Consider now the Persuasion Toolbox.  Overwhelmingly, protest and advocacy groups focus on peripheral route cues with little attention given to WATTage and arguments.  I say this not to deride anyone’s cause, but after a thoughtful consideration of the many different examples of protest persuasion I’ve seen through my life.  Consider the three elements of the Persuasion Toolbox and decide for yourself.  We have WATTage, Arguments (and the Central Route), and Cues (the Peripheral Route).  Think about the protest communication you’ve seen and how you would classify elements into the Toolbox.

The typical language and behavior of protest persuasion is large, extreme, out of range, attention getting, simple, obvious, bright, loud, dynamic, energetic.  What Toolbox element is this:  WATTage, Argument, or Cue?

Such dominant characteristics are rarely key elements of Arguments, those crucial pieces of evidence, reasoning, and thoughtfulness.  How much elaboration can one do with street puppets, a sea of red t-shirts, rhythmic chants, or someone chained to a tree?  Thus, it is difficult to see how most protest persuasion functions as an Argument (information that bears on crucial elements of the persuasion issue).

> [MATERIAL SUPPLIED]:
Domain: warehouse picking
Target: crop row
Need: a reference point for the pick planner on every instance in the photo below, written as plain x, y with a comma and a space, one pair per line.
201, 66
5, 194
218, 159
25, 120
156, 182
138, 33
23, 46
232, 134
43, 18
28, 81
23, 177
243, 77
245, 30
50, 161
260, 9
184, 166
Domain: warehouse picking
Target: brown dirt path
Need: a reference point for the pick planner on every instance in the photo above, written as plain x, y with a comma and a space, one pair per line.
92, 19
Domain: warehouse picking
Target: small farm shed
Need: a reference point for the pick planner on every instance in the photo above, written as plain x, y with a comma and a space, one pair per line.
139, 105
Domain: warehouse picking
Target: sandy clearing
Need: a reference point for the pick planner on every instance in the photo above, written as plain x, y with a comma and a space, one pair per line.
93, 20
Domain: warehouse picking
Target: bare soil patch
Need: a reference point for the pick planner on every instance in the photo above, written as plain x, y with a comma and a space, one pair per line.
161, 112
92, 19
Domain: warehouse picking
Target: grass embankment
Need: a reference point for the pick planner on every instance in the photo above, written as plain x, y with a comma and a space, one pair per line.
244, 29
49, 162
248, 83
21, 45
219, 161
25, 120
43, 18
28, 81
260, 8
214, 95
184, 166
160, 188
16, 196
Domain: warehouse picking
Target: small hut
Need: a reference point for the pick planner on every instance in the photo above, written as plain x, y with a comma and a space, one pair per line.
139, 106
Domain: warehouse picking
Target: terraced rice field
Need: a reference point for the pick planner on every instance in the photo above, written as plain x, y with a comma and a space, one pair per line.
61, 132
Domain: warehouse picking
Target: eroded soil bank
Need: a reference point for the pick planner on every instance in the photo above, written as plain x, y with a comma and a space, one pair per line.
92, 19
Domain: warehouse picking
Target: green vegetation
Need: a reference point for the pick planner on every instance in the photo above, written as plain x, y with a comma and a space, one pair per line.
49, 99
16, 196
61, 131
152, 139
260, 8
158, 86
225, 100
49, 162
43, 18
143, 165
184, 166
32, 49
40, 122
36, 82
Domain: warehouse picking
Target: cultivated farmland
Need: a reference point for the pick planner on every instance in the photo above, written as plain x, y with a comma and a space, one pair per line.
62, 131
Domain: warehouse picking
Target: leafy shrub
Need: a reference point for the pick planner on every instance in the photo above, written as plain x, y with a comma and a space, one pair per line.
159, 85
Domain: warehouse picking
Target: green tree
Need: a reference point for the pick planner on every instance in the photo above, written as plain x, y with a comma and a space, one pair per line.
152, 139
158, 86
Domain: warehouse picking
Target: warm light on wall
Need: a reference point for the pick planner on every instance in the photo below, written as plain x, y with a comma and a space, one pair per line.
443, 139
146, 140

> [EXERCISE PROMPT]:
Update the passage on protest persuasion by writing it out again, beginning at the words "The typical language" and stopping after "Argument, or Cue?", with "loud" changed to "noisy".

> [ANSWER]:
The typical language and behavior of protest persuasion is large, extreme, out of range, attention getting, simple, obvious, bright, noisy, dynamic, energetic.  What Toolbox element is this:  WATTage, Argument, or Cue?